### The request
Rescale everything from the line containing "Question. For every instance of the crowd" down to the end of the records below, writing out each line again with the requests included and left unchanged. Multiply every x,y point coordinate in the answers by 1.55, then round each result to the nearest whole number, with halves rounded up.

┌────────

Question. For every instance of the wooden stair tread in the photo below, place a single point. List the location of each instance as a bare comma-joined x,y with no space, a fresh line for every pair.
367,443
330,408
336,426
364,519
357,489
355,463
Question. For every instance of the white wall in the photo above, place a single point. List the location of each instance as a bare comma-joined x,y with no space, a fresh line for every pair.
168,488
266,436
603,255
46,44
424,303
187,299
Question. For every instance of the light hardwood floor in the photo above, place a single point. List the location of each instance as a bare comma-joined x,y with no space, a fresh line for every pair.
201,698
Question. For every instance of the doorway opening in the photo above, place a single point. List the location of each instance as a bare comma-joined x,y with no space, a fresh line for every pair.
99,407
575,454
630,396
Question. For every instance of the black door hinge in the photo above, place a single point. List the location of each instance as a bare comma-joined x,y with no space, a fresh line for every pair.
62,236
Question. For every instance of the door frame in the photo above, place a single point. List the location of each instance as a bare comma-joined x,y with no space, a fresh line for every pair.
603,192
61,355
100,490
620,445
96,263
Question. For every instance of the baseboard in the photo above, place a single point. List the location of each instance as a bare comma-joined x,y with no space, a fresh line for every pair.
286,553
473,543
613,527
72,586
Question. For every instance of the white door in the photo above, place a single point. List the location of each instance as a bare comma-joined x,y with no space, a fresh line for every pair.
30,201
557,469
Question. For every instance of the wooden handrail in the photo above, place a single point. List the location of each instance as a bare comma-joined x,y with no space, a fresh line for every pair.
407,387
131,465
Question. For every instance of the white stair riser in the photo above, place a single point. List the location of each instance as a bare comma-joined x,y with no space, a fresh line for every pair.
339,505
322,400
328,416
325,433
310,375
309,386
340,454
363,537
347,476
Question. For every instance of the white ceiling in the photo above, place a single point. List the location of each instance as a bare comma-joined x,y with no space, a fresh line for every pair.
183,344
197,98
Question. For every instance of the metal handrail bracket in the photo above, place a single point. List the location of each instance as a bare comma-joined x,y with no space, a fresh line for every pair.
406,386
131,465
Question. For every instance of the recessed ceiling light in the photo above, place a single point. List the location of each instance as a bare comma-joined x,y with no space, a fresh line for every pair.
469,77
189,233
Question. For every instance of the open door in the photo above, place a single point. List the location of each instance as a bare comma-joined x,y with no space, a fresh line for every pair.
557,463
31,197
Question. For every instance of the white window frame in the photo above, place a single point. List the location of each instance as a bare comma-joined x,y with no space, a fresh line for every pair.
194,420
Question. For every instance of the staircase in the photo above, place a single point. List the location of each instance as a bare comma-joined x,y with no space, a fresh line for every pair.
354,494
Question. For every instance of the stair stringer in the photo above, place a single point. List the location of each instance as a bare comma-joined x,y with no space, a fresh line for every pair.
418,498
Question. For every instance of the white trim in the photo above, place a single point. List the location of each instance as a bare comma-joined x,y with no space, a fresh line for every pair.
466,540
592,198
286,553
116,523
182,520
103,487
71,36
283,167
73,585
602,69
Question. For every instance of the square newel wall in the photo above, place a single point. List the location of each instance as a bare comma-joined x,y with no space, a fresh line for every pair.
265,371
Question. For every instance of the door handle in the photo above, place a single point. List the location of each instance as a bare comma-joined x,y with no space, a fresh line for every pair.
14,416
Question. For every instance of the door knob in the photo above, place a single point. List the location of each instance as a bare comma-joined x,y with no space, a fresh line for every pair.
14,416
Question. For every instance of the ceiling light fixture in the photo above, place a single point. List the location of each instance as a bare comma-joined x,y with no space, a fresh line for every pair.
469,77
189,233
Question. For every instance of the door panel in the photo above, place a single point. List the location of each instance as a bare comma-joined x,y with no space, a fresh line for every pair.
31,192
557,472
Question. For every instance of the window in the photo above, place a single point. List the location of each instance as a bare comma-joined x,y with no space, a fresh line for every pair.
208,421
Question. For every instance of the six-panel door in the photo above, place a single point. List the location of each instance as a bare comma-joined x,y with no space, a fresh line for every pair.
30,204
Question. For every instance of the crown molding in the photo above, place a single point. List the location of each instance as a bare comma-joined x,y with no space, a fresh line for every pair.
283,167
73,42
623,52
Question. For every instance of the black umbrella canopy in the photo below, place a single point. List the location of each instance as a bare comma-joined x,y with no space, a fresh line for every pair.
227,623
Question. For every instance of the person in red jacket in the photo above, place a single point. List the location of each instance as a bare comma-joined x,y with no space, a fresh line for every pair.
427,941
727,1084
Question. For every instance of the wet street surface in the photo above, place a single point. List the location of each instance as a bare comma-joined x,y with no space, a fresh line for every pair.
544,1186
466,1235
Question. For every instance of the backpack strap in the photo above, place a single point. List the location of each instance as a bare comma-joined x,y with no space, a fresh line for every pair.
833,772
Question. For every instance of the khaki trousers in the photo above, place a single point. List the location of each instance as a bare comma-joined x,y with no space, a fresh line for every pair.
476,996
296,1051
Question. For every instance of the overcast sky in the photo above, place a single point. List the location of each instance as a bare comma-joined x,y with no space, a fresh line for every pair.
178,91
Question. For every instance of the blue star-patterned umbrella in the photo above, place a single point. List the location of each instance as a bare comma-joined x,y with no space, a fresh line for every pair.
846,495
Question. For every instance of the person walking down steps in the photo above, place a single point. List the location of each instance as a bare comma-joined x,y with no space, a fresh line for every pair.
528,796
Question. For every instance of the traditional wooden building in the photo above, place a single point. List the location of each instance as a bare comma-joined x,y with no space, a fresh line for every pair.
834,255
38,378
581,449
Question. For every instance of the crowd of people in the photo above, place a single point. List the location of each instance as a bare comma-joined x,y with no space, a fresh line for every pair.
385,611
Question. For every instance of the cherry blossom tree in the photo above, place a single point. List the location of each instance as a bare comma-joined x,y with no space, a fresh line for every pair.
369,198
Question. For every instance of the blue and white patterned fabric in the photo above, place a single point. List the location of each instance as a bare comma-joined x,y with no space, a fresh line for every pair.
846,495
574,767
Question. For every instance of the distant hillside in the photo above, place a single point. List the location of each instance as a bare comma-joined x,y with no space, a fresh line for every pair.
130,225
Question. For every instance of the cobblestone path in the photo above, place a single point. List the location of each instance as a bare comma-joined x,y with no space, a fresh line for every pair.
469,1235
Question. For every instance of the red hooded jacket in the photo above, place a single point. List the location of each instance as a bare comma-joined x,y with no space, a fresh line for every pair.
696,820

└────────

### Written solution
Question. For every instance of the crowd of people in the photo above, place a single point. List the location of each instance as a bare comma-joined x,y with no space, a fresh line for every pair.
597,947
Question. For every instance of the cherry blossom tree in the photo above, place a single point. List the location of each instance as a bare comma-joined x,y with no space, a fresh line for every pair.
572,307
Question. For every instance of the blue and white patterned fabric in the photo above, place a single point. List the location of each instance as a bare comma-joined x,y with no space, a fresh line for every pair.
1311,767
890,1189
Question. For every instance of the distant hillside in the photo above, place a single point. List the location of each instance as a bare comma-joined x,y with no space, a fresh line for every pair.
202,349
Question. For every instance of the cobblestone path in the photo above, place a single point. List the location of each instance as a bare comma-joined x,y with no space, a fresh line for every pair.
727,1914
Question. For every instance of the red hooded jacket in the photo above, place a single point. List the location of each instance as a bare comma-joined x,y with no space, a fresh line for every pair.
1079,1271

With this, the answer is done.